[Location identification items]
---
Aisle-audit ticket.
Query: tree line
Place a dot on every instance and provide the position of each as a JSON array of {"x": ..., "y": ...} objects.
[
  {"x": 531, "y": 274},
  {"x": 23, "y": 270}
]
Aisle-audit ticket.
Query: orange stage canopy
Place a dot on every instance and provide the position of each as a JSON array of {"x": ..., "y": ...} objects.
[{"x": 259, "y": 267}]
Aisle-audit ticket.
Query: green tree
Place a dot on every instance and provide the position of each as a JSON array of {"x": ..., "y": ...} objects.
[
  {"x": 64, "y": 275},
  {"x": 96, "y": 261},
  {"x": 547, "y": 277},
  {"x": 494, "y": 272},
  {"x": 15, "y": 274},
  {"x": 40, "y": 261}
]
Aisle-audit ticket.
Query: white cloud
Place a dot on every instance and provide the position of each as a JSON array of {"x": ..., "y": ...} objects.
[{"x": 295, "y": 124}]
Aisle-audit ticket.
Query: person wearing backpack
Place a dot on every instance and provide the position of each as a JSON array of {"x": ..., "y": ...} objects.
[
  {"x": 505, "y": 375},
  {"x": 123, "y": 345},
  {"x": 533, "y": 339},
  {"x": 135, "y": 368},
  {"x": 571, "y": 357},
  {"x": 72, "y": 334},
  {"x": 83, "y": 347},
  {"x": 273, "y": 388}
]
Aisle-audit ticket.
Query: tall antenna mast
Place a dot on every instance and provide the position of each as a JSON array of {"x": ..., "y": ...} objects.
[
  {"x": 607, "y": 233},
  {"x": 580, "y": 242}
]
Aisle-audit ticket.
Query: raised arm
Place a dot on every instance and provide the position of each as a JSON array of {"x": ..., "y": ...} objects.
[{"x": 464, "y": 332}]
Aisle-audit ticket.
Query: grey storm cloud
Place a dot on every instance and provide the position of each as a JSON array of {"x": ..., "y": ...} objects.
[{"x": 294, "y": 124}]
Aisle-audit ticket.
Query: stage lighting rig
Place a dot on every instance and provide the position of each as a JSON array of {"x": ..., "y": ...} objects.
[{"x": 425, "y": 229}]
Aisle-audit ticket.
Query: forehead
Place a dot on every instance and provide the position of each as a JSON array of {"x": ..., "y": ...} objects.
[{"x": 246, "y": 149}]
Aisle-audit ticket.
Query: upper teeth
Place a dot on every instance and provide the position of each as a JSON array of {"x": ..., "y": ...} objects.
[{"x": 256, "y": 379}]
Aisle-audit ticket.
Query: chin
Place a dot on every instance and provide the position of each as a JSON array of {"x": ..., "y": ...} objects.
---
Exactly reproduce every record.

Aisle-audit ticket.
Query: tree line
Place a dot on every instance and provide the position of each as a JSON array of {"x": ..., "y": ...} objects.
[
  {"x": 531, "y": 274},
  {"x": 23, "y": 270}
]
Aisle-audit ticket.
Query: orange stage canopy
Place a dot on every instance and provide the position of each as a JSON array of {"x": ..., "y": ...} objects.
[{"x": 259, "y": 267}]
Aisle-audit ticket.
Query: green tree
Place a dot on every instance and provide the position of each as a JSON array of {"x": ..., "y": ...} objects.
[
  {"x": 64, "y": 275},
  {"x": 96, "y": 261},
  {"x": 547, "y": 277},
  {"x": 494, "y": 272},
  {"x": 15, "y": 274},
  {"x": 40, "y": 261}
]
Aisle-audit ticket.
Query: white cloud
Place a dot on every instance and provide the position of each as a JSON array of {"x": ..., "y": ...} objects.
[{"x": 295, "y": 124}]
Aisle-audit ticket.
Query: person wearing backpack
Place a dot on every instance and provide the position of each as a JSON array of {"x": ..., "y": ...} objects.
[
  {"x": 505, "y": 375},
  {"x": 123, "y": 345},
  {"x": 533, "y": 339},
  {"x": 135, "y": 368},
  {"x": 571, "y": 357},
  {"x": 72, "y": 334},
  {"x": 83, "y": 347},
  {"x": 273, "y": 388}
]
Aisle-audit ticket.
Query: tall antenna mast
Place a dot on every instance and provide the position of each as a JSON array of {"x": ..., "y": ...} objects.
[
  {"x": 607, "y": 233},
  {"x": 580, "y": 242}
]
Aisle-audit ticket.
Query: raised arm
Place a dot on every instance and provide the position of each as a JSON array of {"x": ..., "y": ...} objects.
[{"x": 464, "y": 332}]
Aisle-audit ticket.
Query: grey storm cloud
Place a dot on every instance and provide the position of each as a JSON array of {"x": ..., "y": ...} objects.
[{"x": 294, "y": 124}]
Aisle-audit ticket.
Query: stage lighting rig
Place a dot on every instance and provide the position of each as a JSON array of {"x": ..., "y": ...} objects.
[{"x": 425, "y": 229}]
Aisle-audit ticket.
Query: forehead
Place a dot on every instance and provide the position of each as a JSON array of {"x": ..., "y": ...} objects.
[{"x": 246, "y": 149}]
Aisle-audit ticket.
Query: upper teeth
Place a dot on every instance and provide the position of each as a JSON array of {"x": ..., "y": ...} objects.
[{"x": 256, "y": 379}]
Aisle-audit ticket.
Query: chin
Place a dot on every instance and provide the position of each as a JSON array of {"x": ..., "y": ...} objects.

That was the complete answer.